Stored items
^^^^^^^^^^^^^^^^
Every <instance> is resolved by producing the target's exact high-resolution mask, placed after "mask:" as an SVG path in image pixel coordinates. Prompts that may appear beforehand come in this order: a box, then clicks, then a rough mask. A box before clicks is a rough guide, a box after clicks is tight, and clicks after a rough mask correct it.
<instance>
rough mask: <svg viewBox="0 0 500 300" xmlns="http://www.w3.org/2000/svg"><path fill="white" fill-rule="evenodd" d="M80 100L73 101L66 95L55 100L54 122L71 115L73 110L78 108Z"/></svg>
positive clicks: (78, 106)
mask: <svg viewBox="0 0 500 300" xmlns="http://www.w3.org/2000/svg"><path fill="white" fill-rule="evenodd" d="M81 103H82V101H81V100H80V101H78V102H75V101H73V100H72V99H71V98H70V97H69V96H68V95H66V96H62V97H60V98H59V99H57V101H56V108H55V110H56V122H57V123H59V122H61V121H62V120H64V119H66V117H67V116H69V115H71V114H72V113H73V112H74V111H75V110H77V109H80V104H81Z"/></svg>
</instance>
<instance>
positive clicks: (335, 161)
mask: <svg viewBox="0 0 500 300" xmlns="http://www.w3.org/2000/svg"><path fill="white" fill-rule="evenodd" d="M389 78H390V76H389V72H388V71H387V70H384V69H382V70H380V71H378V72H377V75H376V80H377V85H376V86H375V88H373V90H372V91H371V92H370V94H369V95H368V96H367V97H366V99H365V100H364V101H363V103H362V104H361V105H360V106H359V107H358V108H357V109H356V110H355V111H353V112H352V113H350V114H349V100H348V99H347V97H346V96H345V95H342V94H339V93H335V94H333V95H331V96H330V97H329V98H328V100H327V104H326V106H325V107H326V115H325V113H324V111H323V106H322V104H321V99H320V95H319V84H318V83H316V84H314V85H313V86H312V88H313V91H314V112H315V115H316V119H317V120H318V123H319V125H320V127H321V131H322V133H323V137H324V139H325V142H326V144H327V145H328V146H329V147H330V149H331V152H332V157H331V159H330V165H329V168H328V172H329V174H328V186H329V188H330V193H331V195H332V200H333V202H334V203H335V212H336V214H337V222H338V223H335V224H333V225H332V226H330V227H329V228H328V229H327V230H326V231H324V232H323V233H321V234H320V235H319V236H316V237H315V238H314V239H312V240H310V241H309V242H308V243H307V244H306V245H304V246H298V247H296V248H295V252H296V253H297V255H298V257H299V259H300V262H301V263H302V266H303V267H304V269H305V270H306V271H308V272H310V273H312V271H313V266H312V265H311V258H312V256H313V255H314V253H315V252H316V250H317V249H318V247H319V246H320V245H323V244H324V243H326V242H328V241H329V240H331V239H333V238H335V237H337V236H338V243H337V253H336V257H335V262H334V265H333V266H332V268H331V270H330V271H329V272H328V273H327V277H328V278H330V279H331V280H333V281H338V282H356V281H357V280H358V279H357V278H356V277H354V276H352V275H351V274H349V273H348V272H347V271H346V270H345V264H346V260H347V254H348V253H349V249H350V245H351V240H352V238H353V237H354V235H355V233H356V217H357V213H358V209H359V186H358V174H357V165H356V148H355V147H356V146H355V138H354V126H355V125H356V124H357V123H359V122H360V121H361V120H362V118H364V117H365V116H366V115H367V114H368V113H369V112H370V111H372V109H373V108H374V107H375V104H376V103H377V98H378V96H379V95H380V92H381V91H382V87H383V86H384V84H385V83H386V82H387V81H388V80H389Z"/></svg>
^^^^^^^^^^^^^^^^
Reproduce all of the rows above verbatim, keeping every line unchanged.

» **RESULT BELOW**:
Every <instance> is resolved by producing the target's exact high-resolution mask, placed after "mask:" as an SVG path in image pixel coordinates. Prompts that may appear beforehand come in this order: a box, then clicks, then a rough mask. A box before clicks is a rough guide, a box after clicks is tight, and clicks after a rough mask correct it.
<instance>
rough mask: <svg viewBox="0 0 500 300" xmlns="http://www.w3.org/2000/svg"><path fill="white" fill-rule="evenodd" d="M80 100L73 101L66 95L55 100L54 122L71 115L73 110L78 108Z"/></svg>
positive clicks: (78, 106)
mask: <svg viewBox="0 0 500 300" xmlns="http://www.w3.org/2000/svg"><path fill="white" fill-rule="evenodd" d="M81 103H82V101H81V100H80V101H78V102H75V101H73V100H72V99H71V98H70V97H69V96H68V95H66V96H62V97H60V98H59V99H57V101H56V108H55V110H56V122H57V123H59V122H61V121H62V120H64V119H66V117H67V116H69V115H71V114H72V113H73V112H74V111H75V110H77V109H80V104H81Z"/></svg>
</instance>
<instance>
positive clicks: (335, 161)
mask: <svg viewBox="0 0 500 300" xmlns="http://www.w3.org/2000/svg"><path fill="white" fill-rule="evenodd" d="M389 78H390V76H389V72H388V71H387V70H384V69H382V70H380V71H378V72H377V75H376V80H377V85H376V86H375V88H373V90H372V91H371V92H370V94H369V95H368V96H367V97H366V99H365V100H364V101H363V103H362V104H361V105H360V106H359V107H358V108H357V109H356V110H355V111H353V112H352V113H350V114H349V100H348V99H347V97H346V96H345V95H342V94H339V93H335V94H333V95H331V96H330V97H329V98H328V100H327V104H326V106H325V107H326V115H325V113H324V111H323V106H322V104H321V99H320V95H319V84H318V83H316V84H314V85H313V86H312V88H313V91H314V112H315V115H316V119H317V120H318V123H319V125H320V127H321V131H322V133H323V137H324V139H325V142H326V144H327V145H328V146H329V147H330V149H331V152H332V157H331V159H330V165H329V168H328V172H329V174H328V186H329V188H330V193H331V195H332V200H333V202H334V203H335V212H336V214H337V222H338V223H335V224H333V225H332V226H330V227H329V228H328V229H327V230H326V231H324V232H323V233H321V234H320V235H319V236H316V237H315V238H314V239H312V240H310V241H309V242H308V243H307V244H306V245H304V246H298V247H296V248H295V252H296V253H297V255H298V257H299V259H300V262H301V263H302V266H303V267H304V269H305V270H306V271H308V272H310V273H312V271H313V266H312V265H311V258H312V256H313V255H314V253H315V252H316V250H317V249H318V247H319V246H320V245H323V244H324V243H326V242H328V241H329V240H331V239H333V238H335V237H337V236H338V243H337V253H336V257H335V262H334V265H333V266H332V268H331V270H330V271H329V272H328V273H327V277H328V278H330V279H331V280H333V281H338V282H356V281H357V280H358V279H357V278H356V277H354V276H352V275H351V274H349V273H348V272H347V271H346V270H345V264H346V260H347V254H348V253H349V249H350V245H351V240H352V238H353V237H354V235H355V233H356V217H357V213H358V209H359V186H358V174H357V165H356V148H355V147H356V146H355V138H354V126H355V125H356V124H357V123H359V122H360V121H361V120H362V118H364V117H365V116H366V115H367V114H368V113H369V112H370V111H372V109H373V108H374V107H375V104H376V103H377V98H378V96H379V95H380V92H381V91H382V87H383V86H384V84H385V83H386V82H387V81H388V80H389Z"/></svg>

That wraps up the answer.